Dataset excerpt
++++
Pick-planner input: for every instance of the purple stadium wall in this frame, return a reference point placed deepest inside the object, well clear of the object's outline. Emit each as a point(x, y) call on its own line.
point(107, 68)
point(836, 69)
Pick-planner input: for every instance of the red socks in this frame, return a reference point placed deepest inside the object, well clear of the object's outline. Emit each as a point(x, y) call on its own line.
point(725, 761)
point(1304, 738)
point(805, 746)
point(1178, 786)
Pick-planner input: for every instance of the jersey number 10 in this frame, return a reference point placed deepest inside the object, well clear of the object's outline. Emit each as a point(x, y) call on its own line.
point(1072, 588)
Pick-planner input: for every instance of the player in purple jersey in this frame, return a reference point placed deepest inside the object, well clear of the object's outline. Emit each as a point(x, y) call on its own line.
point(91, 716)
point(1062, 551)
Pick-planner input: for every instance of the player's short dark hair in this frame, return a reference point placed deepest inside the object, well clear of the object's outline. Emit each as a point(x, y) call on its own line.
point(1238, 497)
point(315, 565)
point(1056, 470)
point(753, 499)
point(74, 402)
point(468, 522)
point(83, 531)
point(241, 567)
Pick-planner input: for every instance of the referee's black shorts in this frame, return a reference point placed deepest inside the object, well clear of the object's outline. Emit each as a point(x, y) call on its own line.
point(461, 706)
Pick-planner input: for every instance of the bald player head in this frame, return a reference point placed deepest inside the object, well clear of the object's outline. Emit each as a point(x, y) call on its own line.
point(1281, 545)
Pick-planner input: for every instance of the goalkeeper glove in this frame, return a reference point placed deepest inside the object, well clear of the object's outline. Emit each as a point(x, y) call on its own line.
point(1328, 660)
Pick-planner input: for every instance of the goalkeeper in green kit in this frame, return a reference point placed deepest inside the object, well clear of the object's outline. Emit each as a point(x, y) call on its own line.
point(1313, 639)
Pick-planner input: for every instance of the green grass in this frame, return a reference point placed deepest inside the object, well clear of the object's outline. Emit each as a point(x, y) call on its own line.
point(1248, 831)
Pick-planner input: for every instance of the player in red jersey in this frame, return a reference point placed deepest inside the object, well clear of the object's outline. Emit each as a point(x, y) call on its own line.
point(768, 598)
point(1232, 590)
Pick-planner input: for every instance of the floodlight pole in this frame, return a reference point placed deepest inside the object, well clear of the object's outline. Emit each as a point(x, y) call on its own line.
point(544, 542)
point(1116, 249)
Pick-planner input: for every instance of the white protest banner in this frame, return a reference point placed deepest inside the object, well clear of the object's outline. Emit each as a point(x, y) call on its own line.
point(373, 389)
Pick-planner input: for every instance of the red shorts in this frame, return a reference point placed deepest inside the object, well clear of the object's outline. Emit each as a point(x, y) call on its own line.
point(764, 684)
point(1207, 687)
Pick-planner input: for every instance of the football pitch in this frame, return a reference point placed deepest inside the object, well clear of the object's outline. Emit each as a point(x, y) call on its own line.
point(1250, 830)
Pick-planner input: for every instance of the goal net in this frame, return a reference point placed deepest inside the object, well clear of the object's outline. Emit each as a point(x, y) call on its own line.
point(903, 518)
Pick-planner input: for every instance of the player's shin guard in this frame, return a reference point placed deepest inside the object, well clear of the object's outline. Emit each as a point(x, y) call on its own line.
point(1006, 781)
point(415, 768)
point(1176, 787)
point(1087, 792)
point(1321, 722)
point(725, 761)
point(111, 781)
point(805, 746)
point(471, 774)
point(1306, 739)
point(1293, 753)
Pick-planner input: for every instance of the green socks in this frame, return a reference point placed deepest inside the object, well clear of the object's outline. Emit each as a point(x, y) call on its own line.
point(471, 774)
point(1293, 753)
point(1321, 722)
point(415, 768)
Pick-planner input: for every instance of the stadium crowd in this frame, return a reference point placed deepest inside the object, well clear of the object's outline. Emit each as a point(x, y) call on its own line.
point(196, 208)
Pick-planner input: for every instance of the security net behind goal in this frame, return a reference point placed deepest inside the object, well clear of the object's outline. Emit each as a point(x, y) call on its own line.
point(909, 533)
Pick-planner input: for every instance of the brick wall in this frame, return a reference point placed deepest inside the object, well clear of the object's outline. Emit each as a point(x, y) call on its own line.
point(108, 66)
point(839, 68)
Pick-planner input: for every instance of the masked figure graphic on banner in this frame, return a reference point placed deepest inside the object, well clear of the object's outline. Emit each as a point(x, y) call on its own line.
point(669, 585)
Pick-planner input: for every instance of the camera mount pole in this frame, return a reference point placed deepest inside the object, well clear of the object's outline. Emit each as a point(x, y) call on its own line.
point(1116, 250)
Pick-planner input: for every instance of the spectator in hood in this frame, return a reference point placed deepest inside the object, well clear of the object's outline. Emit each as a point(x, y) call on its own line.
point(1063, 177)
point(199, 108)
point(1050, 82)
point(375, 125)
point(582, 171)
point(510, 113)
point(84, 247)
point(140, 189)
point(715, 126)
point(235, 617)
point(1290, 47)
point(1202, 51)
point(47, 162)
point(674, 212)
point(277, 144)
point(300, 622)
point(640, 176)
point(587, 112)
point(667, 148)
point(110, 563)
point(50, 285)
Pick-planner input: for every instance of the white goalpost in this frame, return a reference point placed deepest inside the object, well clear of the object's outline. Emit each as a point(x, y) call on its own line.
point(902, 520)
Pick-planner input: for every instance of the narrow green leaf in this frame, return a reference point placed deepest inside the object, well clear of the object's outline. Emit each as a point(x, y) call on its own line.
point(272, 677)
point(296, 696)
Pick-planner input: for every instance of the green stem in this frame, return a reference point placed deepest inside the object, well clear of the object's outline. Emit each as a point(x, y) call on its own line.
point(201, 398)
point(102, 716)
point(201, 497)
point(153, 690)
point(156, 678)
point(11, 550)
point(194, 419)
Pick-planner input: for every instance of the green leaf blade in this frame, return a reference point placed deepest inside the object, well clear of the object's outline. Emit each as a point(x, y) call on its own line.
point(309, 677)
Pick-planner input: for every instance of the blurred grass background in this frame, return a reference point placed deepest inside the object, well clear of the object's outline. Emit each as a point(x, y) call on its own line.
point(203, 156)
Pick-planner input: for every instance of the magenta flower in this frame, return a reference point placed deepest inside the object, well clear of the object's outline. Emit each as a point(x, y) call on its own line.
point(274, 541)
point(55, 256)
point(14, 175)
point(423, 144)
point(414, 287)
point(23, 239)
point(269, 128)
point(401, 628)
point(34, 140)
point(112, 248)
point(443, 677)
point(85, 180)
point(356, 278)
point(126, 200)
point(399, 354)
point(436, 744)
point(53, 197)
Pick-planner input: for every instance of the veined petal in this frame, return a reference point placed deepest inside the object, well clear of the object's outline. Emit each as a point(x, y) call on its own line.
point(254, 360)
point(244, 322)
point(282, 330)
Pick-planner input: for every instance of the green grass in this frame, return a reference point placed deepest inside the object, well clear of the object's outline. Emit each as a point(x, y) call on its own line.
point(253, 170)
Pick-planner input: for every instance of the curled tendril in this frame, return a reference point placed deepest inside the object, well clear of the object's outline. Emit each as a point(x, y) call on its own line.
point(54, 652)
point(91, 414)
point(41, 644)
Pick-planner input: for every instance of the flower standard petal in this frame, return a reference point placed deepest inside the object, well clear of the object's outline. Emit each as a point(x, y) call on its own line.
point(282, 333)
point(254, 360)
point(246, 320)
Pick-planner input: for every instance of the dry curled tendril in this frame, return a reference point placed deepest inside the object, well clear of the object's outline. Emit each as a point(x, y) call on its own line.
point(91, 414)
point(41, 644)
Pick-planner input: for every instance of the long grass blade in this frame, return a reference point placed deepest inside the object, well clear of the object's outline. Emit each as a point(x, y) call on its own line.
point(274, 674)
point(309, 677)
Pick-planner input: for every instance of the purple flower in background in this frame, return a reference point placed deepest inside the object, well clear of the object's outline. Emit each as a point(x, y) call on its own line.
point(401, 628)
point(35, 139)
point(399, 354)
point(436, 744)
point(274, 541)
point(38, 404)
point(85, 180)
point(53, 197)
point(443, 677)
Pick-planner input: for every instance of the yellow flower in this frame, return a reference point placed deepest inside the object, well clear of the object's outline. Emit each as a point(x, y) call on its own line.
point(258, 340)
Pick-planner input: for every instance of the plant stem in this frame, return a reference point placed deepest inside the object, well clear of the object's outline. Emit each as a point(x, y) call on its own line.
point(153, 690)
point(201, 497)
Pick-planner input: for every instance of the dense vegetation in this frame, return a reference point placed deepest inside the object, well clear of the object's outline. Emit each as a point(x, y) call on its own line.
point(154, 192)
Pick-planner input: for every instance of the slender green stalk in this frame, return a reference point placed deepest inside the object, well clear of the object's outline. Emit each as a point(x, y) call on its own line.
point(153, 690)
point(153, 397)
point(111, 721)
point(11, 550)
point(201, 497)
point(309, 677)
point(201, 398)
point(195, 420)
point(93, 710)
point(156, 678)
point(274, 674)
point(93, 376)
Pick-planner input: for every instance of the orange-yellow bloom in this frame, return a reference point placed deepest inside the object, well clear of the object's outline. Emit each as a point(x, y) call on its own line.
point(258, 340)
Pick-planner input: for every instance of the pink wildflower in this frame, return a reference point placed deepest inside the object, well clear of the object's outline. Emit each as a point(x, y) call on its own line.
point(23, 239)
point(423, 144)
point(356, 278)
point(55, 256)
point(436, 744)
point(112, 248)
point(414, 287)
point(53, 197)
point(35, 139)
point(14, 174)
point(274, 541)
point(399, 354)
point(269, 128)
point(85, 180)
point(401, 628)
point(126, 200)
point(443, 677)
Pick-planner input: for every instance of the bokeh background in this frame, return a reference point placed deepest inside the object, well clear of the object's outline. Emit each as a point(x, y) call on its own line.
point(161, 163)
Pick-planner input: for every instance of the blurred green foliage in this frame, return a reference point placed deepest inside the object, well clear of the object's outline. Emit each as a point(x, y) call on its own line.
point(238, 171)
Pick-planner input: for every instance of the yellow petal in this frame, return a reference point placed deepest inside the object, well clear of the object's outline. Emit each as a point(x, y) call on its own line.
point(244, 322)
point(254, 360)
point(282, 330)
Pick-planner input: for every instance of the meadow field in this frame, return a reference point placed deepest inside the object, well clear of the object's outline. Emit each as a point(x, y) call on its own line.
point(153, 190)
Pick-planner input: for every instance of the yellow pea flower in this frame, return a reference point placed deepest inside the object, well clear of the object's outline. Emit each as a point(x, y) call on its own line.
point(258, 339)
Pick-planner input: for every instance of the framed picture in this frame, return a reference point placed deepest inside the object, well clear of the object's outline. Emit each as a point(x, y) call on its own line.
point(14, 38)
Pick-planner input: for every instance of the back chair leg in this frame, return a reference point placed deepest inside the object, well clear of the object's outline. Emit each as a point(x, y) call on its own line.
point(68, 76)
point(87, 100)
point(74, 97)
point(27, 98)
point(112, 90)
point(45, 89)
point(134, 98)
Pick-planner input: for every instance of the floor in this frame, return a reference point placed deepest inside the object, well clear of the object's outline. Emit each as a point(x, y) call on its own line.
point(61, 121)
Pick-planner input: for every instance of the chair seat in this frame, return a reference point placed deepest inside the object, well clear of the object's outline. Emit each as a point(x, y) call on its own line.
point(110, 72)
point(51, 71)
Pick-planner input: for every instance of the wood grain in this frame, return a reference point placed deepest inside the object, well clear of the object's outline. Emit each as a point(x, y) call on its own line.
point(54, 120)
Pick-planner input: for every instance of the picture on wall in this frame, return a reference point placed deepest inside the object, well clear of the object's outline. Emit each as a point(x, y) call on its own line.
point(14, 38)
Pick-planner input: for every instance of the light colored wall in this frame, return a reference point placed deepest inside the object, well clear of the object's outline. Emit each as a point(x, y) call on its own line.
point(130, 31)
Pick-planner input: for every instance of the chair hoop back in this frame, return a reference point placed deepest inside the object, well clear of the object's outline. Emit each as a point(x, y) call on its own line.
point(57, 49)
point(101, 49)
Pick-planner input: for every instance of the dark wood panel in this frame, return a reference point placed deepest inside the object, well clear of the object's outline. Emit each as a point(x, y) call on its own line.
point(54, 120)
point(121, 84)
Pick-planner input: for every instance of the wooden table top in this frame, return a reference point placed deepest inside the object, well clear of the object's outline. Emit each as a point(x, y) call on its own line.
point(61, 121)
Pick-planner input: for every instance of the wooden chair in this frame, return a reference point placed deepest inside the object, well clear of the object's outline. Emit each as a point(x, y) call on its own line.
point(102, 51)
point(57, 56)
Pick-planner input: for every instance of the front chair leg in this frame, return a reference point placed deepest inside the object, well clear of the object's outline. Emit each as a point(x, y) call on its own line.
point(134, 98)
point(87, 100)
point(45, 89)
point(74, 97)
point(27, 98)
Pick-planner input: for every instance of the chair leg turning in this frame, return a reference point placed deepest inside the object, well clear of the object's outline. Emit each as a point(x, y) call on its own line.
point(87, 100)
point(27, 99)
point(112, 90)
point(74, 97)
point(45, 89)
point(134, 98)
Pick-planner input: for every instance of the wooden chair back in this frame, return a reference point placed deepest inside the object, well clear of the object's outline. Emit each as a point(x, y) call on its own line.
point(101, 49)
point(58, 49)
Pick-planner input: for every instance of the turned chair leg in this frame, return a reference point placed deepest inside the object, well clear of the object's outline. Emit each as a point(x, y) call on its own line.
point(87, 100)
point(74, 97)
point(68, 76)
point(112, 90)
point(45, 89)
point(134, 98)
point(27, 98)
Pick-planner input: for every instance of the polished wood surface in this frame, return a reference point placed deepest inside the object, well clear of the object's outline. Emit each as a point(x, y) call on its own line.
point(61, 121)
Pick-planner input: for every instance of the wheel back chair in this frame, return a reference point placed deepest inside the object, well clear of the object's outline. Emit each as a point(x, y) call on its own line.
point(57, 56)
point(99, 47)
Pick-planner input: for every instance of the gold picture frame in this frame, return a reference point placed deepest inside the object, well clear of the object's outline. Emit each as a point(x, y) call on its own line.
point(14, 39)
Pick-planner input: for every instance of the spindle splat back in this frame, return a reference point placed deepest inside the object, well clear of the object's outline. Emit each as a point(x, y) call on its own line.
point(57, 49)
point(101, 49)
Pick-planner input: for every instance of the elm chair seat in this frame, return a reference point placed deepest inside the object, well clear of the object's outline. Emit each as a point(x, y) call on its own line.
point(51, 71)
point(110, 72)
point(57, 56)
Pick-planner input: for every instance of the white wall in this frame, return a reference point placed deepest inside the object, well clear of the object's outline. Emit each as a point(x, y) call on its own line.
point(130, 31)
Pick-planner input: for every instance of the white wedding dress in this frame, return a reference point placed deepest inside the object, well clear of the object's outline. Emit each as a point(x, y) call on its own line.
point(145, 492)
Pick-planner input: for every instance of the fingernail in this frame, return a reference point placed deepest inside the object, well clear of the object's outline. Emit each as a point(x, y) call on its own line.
++++
# Task statement
Reproduce the final stretch of the data above: every line from the one holding "Pick-planner input: for every instance of the white wedding" through the end, inclusive, exactly as written and nothing else.

# Expected output
Pick-planner input: for every instance of the white wedding dress in this frame, return a reference point placed deepest inside the object, well clear of the object's outline. Emit each as a point(x, y) call on its own line.
point(145, 492)
Pick-planner input: for every instance of the fingernail in this frame, return a reference point placed deepest inside the object, well clear of the object's outline. Emit each as a point(x, y) call on its own line.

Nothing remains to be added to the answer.